> [Tasks]
1. According to the olive oil article, how soon after the olives leave the tree should the oil ideally be pressed?
2. Write a continuation of the olive oil article, starting after its final sentence.

Start of Page text

Palestinian Growers Boost Production of Premium Olive Oil
By Grace Bradley,
Jerusalem — “Don’t think of it as oil. What you’re tasting is freshly squeezed olive juice,” says Ali Anabtawi, a U.S. Agency for International Development (USAID) partner and manager of Near East Industries and Trade, a company that blends and bottles virgin olive oil from West Bank groves and markets it internationally. “It’s delicate. Handle it with care or it can go off. We keep it airtight.”
Anabtawi is a man on a mission: to preserve the oil pressed from some of the most venerable olive trees in the Mediterranean at the pinnacle of its flavor. Once oil is pressed, ideally within 24 hours from the time olives leave the tree, its hue can range from pale amber to deep burnished chartreuse, depending on the variety and ripeness of the olives used in the blend.
Anabtawi strains olive oil through silk and blends varieties like a master vintner would to achieve a consistent taste, aroma and texture with layering and depth. Extra-virgin oil comes from the first pressing and must have a distinct flavor — fruity and peppery with a slightly bitter aftertaste. No hint of 16 official undesirable off-flavors, ranging from “grubby” to “musty” or “fusty,” is permitted.
Anabtawi’s immaculate factory in Beit Iba is lined with thermostat-controlled stainless steel storage tanks and equipped with a state-of-the-art bottling plant. He is a co-investor through the Palestinian Agribusiness Partnership Activity (PAPA), which brings private startup capital to projects eligible for American aid funds. Osama Odeh, with a boutique olive oil operation, and ZAYT, a middle-sized agro-industry, also work with USAID to lift local quality standards for exports.

End of Page text
Start of Information

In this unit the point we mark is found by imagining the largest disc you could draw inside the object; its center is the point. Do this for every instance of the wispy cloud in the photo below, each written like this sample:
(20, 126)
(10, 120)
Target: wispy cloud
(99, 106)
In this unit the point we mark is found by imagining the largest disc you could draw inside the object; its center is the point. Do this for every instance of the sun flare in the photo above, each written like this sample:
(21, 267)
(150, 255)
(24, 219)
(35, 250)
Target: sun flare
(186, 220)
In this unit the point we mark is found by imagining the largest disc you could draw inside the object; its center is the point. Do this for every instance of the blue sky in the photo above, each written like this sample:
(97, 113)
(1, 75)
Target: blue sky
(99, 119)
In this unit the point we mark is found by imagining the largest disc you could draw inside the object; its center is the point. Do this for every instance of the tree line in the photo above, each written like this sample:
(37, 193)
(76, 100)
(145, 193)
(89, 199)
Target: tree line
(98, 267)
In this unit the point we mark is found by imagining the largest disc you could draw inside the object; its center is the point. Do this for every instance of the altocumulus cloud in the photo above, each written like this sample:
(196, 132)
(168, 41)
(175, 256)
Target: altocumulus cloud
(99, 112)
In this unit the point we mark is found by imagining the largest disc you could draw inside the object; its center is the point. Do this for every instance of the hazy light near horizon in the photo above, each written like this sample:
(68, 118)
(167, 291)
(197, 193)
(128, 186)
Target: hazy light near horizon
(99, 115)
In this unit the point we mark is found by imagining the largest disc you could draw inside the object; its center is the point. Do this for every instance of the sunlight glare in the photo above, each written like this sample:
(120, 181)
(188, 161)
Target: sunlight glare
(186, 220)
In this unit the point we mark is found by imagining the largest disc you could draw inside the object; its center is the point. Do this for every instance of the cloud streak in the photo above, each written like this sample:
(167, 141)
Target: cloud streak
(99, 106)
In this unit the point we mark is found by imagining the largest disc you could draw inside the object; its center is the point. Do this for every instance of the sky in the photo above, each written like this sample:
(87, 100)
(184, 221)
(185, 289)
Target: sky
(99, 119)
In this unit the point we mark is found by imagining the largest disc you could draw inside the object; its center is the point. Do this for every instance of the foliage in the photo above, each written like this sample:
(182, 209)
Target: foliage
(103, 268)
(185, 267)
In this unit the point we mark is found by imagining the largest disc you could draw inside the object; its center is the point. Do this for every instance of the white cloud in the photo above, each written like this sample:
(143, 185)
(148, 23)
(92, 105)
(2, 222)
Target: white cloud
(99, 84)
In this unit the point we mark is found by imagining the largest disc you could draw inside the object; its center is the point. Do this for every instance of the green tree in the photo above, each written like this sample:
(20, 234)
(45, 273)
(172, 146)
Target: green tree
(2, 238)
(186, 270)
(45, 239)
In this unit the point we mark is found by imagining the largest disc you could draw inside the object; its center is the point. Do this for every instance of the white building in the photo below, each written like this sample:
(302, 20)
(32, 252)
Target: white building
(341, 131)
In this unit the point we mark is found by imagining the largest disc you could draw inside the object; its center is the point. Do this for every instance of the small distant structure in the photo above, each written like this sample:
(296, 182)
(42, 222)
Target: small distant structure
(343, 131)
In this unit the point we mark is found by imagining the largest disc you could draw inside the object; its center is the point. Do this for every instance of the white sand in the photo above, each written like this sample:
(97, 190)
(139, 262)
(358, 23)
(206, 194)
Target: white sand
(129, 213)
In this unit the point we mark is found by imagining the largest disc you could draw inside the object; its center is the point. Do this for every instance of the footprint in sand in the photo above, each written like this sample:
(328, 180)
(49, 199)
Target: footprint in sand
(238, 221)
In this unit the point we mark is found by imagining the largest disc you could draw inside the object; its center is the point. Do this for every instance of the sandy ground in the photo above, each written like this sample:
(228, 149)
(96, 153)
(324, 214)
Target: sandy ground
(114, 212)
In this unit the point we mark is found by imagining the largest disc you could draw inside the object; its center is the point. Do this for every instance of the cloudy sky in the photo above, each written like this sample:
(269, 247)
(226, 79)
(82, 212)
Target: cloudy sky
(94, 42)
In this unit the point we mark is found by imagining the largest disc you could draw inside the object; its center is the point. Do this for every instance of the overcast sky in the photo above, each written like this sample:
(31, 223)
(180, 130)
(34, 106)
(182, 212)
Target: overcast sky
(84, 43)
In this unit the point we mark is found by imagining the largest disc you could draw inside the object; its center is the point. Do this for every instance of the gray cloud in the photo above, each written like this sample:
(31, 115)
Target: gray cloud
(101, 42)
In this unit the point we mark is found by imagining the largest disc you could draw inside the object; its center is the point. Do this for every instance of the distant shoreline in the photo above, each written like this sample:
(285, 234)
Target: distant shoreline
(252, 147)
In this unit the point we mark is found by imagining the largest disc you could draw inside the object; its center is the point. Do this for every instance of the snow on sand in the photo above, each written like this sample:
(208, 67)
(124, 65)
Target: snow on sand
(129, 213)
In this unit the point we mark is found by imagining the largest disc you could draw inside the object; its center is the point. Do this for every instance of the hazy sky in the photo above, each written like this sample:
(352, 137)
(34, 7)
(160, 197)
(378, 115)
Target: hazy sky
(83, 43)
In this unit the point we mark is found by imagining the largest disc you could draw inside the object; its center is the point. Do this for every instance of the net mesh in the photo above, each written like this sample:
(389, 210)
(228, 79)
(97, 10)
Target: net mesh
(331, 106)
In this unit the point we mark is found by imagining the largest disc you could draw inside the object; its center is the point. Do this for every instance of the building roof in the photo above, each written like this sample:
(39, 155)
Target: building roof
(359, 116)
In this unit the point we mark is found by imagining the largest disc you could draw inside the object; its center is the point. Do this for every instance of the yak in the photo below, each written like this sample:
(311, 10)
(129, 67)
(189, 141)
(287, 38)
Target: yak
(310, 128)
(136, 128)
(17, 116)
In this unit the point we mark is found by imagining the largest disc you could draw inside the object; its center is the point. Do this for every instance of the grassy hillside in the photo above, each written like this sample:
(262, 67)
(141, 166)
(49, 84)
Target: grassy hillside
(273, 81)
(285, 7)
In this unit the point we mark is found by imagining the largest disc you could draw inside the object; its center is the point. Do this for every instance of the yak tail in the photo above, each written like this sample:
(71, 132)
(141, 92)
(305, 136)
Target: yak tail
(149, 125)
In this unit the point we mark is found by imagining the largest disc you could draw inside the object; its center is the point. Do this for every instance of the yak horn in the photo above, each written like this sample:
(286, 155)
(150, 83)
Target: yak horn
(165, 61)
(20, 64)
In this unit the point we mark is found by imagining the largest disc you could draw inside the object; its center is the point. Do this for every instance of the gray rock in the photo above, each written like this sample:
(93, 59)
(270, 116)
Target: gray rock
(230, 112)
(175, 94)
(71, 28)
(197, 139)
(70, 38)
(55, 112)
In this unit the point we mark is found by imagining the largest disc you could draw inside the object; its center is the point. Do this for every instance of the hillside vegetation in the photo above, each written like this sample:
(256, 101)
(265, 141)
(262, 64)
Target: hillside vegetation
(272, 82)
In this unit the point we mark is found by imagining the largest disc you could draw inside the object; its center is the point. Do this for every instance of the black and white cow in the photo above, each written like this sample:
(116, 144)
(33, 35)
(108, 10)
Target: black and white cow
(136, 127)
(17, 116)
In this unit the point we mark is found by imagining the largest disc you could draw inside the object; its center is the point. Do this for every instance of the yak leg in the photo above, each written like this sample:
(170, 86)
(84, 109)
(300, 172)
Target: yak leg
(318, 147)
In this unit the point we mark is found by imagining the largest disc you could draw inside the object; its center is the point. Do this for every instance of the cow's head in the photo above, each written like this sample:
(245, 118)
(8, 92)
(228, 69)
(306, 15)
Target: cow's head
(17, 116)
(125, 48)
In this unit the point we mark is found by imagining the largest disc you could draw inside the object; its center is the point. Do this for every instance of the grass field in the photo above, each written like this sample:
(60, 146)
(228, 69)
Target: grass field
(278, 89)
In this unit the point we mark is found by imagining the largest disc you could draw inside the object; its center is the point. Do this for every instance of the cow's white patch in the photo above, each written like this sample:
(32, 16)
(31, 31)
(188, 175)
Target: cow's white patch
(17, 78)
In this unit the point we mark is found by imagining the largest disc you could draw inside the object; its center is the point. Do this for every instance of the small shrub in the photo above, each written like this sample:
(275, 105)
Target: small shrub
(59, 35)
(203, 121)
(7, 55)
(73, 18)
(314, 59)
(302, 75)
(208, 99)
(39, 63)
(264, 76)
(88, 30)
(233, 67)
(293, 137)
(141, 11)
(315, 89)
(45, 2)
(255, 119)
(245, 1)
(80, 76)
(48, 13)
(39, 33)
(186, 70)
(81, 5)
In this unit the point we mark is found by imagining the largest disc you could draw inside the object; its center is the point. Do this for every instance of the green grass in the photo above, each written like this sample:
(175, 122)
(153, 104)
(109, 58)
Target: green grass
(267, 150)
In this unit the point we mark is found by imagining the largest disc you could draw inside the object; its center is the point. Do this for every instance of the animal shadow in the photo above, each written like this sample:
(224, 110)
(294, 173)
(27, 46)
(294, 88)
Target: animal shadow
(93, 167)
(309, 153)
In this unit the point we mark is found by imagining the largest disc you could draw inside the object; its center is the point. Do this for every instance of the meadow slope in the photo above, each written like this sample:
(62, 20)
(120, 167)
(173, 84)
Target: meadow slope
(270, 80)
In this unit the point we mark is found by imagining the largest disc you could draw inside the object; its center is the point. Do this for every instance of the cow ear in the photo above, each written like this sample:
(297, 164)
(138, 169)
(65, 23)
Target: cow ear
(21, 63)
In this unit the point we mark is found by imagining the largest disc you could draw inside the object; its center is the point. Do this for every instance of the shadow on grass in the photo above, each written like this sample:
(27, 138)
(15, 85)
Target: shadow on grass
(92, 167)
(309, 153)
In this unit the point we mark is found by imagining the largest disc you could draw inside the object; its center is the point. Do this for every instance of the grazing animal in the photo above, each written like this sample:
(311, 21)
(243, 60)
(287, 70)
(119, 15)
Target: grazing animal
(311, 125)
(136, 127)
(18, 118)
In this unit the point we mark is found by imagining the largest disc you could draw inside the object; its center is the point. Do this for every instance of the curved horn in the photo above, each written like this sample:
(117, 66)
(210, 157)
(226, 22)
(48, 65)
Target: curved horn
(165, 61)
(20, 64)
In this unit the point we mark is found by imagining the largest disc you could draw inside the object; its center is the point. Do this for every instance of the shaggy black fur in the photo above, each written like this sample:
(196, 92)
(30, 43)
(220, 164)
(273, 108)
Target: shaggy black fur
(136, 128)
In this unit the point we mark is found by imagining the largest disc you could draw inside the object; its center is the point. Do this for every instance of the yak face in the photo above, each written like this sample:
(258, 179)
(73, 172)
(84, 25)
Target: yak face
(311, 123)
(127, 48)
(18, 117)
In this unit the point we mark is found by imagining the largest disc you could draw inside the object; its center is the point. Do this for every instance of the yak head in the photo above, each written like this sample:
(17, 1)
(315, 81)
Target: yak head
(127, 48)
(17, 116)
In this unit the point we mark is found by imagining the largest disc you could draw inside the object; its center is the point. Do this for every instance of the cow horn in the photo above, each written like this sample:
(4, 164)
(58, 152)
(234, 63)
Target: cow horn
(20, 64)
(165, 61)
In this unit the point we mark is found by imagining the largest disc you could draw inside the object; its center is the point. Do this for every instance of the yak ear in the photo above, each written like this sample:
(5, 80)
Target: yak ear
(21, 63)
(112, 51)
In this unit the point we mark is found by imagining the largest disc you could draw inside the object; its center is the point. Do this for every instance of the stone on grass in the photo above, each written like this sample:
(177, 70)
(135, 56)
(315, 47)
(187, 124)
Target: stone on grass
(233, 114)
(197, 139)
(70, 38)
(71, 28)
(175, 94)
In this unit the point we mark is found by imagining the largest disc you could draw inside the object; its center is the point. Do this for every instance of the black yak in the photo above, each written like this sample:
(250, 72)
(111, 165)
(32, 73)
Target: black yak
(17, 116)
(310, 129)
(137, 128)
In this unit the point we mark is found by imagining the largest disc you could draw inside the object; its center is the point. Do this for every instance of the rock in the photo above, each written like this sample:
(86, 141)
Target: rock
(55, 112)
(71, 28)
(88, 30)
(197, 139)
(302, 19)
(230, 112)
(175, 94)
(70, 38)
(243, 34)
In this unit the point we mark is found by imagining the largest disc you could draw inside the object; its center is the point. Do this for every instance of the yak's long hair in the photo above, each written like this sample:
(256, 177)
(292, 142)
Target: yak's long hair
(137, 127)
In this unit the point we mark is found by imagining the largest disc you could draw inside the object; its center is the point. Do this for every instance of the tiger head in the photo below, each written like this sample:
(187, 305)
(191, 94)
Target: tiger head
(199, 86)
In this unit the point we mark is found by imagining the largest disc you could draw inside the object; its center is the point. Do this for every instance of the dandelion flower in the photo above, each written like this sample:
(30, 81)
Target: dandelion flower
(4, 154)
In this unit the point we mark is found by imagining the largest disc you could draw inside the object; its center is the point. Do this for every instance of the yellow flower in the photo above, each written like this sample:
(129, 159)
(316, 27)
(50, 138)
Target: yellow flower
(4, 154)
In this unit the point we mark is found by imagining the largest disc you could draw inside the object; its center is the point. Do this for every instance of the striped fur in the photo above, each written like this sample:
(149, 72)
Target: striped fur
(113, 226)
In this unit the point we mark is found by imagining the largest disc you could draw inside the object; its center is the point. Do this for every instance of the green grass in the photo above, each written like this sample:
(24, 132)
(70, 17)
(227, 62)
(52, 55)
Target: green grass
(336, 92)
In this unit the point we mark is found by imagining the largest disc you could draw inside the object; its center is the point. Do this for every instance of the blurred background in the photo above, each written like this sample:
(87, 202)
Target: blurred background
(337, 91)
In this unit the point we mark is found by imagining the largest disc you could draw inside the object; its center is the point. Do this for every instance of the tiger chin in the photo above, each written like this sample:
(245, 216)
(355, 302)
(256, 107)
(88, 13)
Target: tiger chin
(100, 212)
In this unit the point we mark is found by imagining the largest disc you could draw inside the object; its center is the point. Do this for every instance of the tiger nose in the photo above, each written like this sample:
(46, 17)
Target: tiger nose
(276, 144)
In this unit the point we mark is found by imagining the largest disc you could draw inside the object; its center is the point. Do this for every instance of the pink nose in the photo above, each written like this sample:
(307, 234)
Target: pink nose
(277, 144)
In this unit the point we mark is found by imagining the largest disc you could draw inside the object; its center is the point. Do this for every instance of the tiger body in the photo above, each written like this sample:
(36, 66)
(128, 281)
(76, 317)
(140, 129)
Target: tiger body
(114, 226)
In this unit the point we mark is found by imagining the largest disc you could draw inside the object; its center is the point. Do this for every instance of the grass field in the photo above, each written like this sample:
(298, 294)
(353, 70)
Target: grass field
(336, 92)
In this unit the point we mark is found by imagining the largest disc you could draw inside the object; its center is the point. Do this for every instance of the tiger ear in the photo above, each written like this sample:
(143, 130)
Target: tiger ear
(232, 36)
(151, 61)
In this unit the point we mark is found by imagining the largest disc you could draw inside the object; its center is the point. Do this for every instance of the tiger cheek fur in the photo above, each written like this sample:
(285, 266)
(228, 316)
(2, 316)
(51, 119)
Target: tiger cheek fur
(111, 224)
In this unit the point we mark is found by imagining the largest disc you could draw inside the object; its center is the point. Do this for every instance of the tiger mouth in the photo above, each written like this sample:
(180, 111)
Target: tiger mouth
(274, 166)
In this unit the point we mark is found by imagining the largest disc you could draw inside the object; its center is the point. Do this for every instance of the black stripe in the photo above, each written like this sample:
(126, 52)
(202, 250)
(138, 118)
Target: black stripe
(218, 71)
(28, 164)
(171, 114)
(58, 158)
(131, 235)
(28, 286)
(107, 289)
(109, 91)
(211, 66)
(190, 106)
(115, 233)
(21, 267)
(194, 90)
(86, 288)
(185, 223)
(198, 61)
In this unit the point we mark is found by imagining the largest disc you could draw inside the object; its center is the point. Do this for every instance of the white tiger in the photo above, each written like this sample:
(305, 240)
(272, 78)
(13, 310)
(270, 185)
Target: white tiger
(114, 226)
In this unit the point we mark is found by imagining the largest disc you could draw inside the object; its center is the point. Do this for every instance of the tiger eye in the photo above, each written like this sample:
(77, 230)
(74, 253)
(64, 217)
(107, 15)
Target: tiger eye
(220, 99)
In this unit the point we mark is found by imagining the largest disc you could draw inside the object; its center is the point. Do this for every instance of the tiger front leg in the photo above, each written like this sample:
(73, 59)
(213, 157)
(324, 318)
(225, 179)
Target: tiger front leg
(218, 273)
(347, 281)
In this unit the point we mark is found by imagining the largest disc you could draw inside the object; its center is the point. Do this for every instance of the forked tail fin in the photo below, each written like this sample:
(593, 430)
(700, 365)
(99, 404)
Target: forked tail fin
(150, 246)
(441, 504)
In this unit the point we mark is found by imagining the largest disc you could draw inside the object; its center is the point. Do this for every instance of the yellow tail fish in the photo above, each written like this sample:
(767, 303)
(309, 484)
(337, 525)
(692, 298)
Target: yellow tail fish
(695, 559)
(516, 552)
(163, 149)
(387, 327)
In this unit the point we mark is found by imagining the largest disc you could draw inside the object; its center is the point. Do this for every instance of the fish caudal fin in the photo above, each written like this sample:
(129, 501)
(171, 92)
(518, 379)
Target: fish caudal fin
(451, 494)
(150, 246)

End of Information

> [Answers per task]
1. Ideally within 24 hours.

2.
The demand for premium extra virgin olive oil recently has surged by 35 percent in southern Europe, its traditional market, and by more than 100 percent in North America, where the health benefits of a Mediterranean diet widely are sought. Snob appeal is a factor, too, at gourmet olive oil bars in the West.
In the Palestinian Territories every November, most families that own olive trees still press oil for their home use. “Each one thinks theirs is the best,” says Yousef Awad, a small-scale grower. Such pride can make farmers reluctant to mix their olives with those of their neighbors’ at cooperative presses, but if they hold onto them for more than 36 hours, the olives become too acidic and the taste degrades. Because storage in plastic damages olive oil and changes its chemical composition, keeping it in steel, glass or traditional fired clay vessels is encouraged.
With USAID courses and technical assistance to farmers, cooperative mills and marketers, local olive oil can meet high export standards and bring in much more money to cash-strapped families in the West Bank. Up to 65 percent of Palestinians live in rural areas and can benefit directly from making local olive oil more competitive internationally.
Many Palestinian olive trees have gone untended in recent years due to restricted access and water shortages. Anabtawi, who studied in the United States before returning home to the Middle East, began leasing untended groves in order to commercialize the industry. “These are mostly small groves, and no Palestinian wants to sell out the land his family worked for generations,” he explained.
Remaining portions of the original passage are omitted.